READING TEXT Block Start

Rolling Still’s vodka production switched to a new type of liquid on Tuesday (March 24) that might be more precious than the drink – hand sanitizer. 

“It’s the exact same process,” Irion said about making the sanitizer. 

After seeing a community demand for hand sanitizer and general disinfectants, Barady had the idea to cook up around 20 gallons of sanitizer to hand out for free. The result left the two draining their last drops for customers on Tuesday afternoon. 

“It’s a service we can provide and it’s the least we can do,” Barady said. 

The Process 

Rolling Still Distillery in Taos has become known for its chile-infused vodka and craft cocktails but the process of making hand sanitizer entails the same road as making vodka, according to Irion. 

Once distilled, the liquid comes out of the still at about 190 proof, or about 95 percent alcohol. To make vodka, the distiller then “proofs down” the mix with water to around 45 percent alcohol. Instead of going so far down for the sanitizer, Rolling Still brought the mix down to about 130 proof, which is around 65 percent alcohol. 

The mix is then infused with local mountain sage and osha root, bottled and handed out for free by the company to use as a general disinfectant. 

“We did it mostly because we could,” Irion said. 

The Centers for Disease Control recommends using sanitizer with an alcohol content of over 60 percent to disinfect and kill viruses like the coronavirus.

The Stand 

At noon Tuesday, a booth with about 100 spray bottles of the sanitizing liquid was set up and pedestrians started making their way to grab their free supply. 

Dozens of community members turned out to snatch a sample or fill their own jars and bottles of the mix. 

“We’re going to portion it out into smaller containers and keep it in the cars,” said Bud Branch. 

The owners of Rolling Still were constantly filling jars and running their spray bottles to drivers stopped on the side of the road hoping to nab a bottle or two. 

Most pedestrians brought their own containers to the stand to fill up and take back home after being unable to find any hand sanitizer in the stores around Taos. 

“It’s just going to make me feel more comfortable around town,” said Paymaneh Ghaffari. “It’s really nice they’re doing this.” 

Some customers returned with more bottles to fill with the liquid after their first stop. 

Before 1 p.m., all of the plastic spray bottles had been given out and the crew began handing out jars and bottles filled with the liquid. 

“We have the ability to do this and we need to be helping each other right now,” Irion said.

READING TEXT Block End
SUPPLIED MATERIAL Block Start

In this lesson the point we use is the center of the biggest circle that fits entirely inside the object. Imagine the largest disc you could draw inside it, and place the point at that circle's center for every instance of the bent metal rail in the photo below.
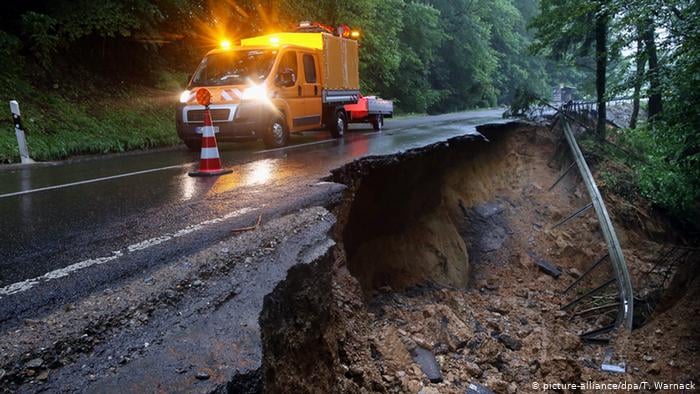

SUPPLIED MATERIAL Block End

▶ WHAT THIS EXERCISE ASKS:
A - Transcribe the stretch of the hand sanitizer article from "Once distilled, the" through "their free supply.".
B - Pick up the article on Rolling Still's free hand sanitizer and carry it on past its last sentence.
The data has no connection to the article about Rolling Still's hand sanitizer.

▶ OUTPUTS FOR THE TASKS:
A -
Once distilled, the liquid comes out of the still at about 190 proof, or about 95 percent alcohol. To make vodka, the distiller then “proofs down” the mix with water to around 45 percent alcohol. Instead of going so far down for the sanitizer, Rolling Still brought the mix down to about 130 proof, which is around 65 percent alcohol. 

The mix is then infused with local mountain sage and osha root, bottled and handed out for free by the company to use as a general disinfectant. 

“We did it mostly because we could,” Irion said. 

The Centers for Disease Control recommends using sanitizer with an alcohol content of over 60 percent to disinfect and kill viruses like the coronavirus.

The Stand 

At noon Tuesday, a booth with about 100 spray bottles of the sanitizing liquid was set up and pedestrians started making their way to grab their free supply.

B -
Keeping up with an emergency 

Rolling Still joins a growing list of distillers across the country who have largely switched production from their normal booze to the hand sanitizer that can’t come fast enough for communities in crisis. 

The U.S. Alcohol and Tobacco Tax and Trade Bureau recently provided an exemption to allow distilleries to produce sanitizer to satisfy the growing demand nationwide. The result has allowed the companies to remain in business and continue production of a product that is already a basic part of their manufacturing. 

In Massachusetts, the Massachusetts Distillers Alliance has a dozen distilleries on the front line to provide sanitizer to their customers. 

The movement is gaining steam across the country as more and more states join on to help fight against COVID-19. 

“I feel much more secure and I’m grateful to be using this at home,” said Rachel Cohen. “It stops me from running around to the stores to look for some.” 

The plan for Rolling Still is to continue making the sanitizer until their normal bar operations resume. The company’s Lounge on Paseo del Pueblo Norte in Taos is currently on hold due to Governor Michelle Lujan Grisham’s order to close all bars. 

Need for small vials

Irion said he wants to continue providing the liquid for free to the community but has hit some logistical blocks. 

Brewing the alcohol is no issue, in fact Irion said he could distil hundreds of gallons of the stuff if needed. The crew is currently trying to get their hands on small vials to hand out the liquid in. 

The 100 bottles on Tuesday were snapped up before 12:30 p.m. and the rest of the sanitizer was served in glass jars. 

In addition, the group is looking to hold another pop-up event soon to distribute more of the sanitizer though the community.